## Begin

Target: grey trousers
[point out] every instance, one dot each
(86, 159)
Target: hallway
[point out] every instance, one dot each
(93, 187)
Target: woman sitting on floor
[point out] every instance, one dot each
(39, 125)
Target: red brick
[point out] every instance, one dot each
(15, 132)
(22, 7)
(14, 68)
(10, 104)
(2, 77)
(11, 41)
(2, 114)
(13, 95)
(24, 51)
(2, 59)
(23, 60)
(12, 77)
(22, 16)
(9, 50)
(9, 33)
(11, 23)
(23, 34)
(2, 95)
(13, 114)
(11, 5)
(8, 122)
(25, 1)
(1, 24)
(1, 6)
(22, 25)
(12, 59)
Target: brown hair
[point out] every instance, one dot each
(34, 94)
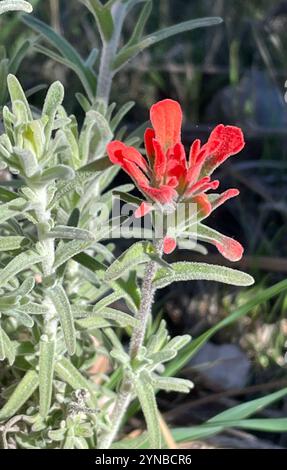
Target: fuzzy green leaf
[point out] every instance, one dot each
(46, 372)
(63, 308)
(102, 16)
(11, 209)
(185, 271)
(17, 95)
(112, 314)
(53, 100)
(7, 349)
(21, 394)
(67, 372)
(58, 172)
(171, 384)
(15, 5)
(70, 233)
(138, 253)
(72, 59)
(11, 243)
(66, 251)
(129, 52)
(20, 263)
(146, 395)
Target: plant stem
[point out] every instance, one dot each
(43, 216)
(109, 51)
(126, 391)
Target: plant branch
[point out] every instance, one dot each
(125, 394)
(109, 51)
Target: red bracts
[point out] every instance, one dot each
(167, 177)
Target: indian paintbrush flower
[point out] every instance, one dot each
(167, 177)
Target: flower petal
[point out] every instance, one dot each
(194, 151)
(169, 245)
(230, 249)
(118, 151)
(163, 195)
(149, 135)
(219, 199)
(223, 142)
(166, 118)
(203, 205)
(143, 210)
(159, 166)
(135, 173)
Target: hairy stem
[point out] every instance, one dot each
(109, 51)
(43, 216)
(125, 394)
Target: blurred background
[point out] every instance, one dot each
(233, 73)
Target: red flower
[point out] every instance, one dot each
(166, 177)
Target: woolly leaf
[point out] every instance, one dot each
(129, 52)
(185, 271)
(19, 263)
(53, 100)
(7, 349)
(72, 233)
(171, 384)
(146, 395)
(11, 243)
(21, 394)
(11, 209)
(15, 5)
(63, 308)
(67, 372)
(138, 253)
(46, 372)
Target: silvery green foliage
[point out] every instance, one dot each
(54, 294)
(15, 5)
(65, 301)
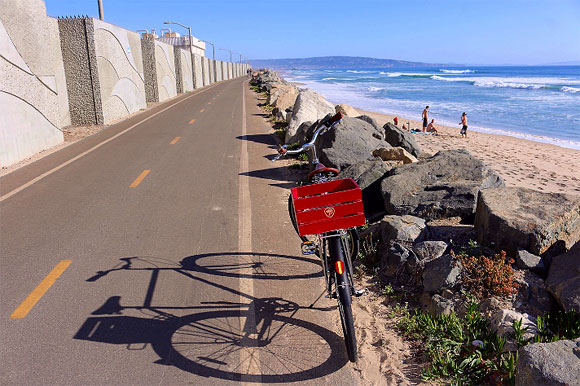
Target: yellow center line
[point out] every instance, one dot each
(139, 179)
(44, 285)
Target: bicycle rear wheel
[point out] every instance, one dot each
(343, 287)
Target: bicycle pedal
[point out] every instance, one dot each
(359, 293)
(308, 248)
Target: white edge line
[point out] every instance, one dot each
(35, 180)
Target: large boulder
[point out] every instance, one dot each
(547, 364)
(441, 273)
(428, 250)
(309, 106)
(348, 142)
(406, 230)
(368, 175)
(520, 218)
(563, 280)
(395, 154)
(284, 96)
(533, 293)
(400, 138)
(347, 110)
(445, 185)
(529, 261)
(379, 133)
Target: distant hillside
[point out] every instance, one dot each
(334, 62)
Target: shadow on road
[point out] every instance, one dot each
(259, 138)
(258, 341)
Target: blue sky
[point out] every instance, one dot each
(436, 31)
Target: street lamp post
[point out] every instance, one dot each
(213, 56)
(190, 49)
(225, 49)
(101, 15)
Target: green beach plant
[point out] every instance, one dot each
(461, 350)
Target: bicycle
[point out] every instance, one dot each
(329, 209)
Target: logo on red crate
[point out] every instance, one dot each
(329, 212)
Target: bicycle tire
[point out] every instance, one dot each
(343, 287)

## End

— INSTRUCTIONS FOR THE TASK —
Copy the material above unchanged, from the line containing "Target: street lamp post" through its final line.

— RESULT —
Target: street lamp post
[point out] every instance, one dot each
(213, 56)
(190, 49)
(225, 49)
(101, 15)
Target: green beach plant
[point out] every instance, one dot each
(461, 350)
Target: bicycle
[point out] every instance, one dot each
(329, 209)
Target: logo on red crate
[point out] every instance, one dot each
(329, 212)
Target: bicycle tire
[point out] every instance, one dot each
(343, 287)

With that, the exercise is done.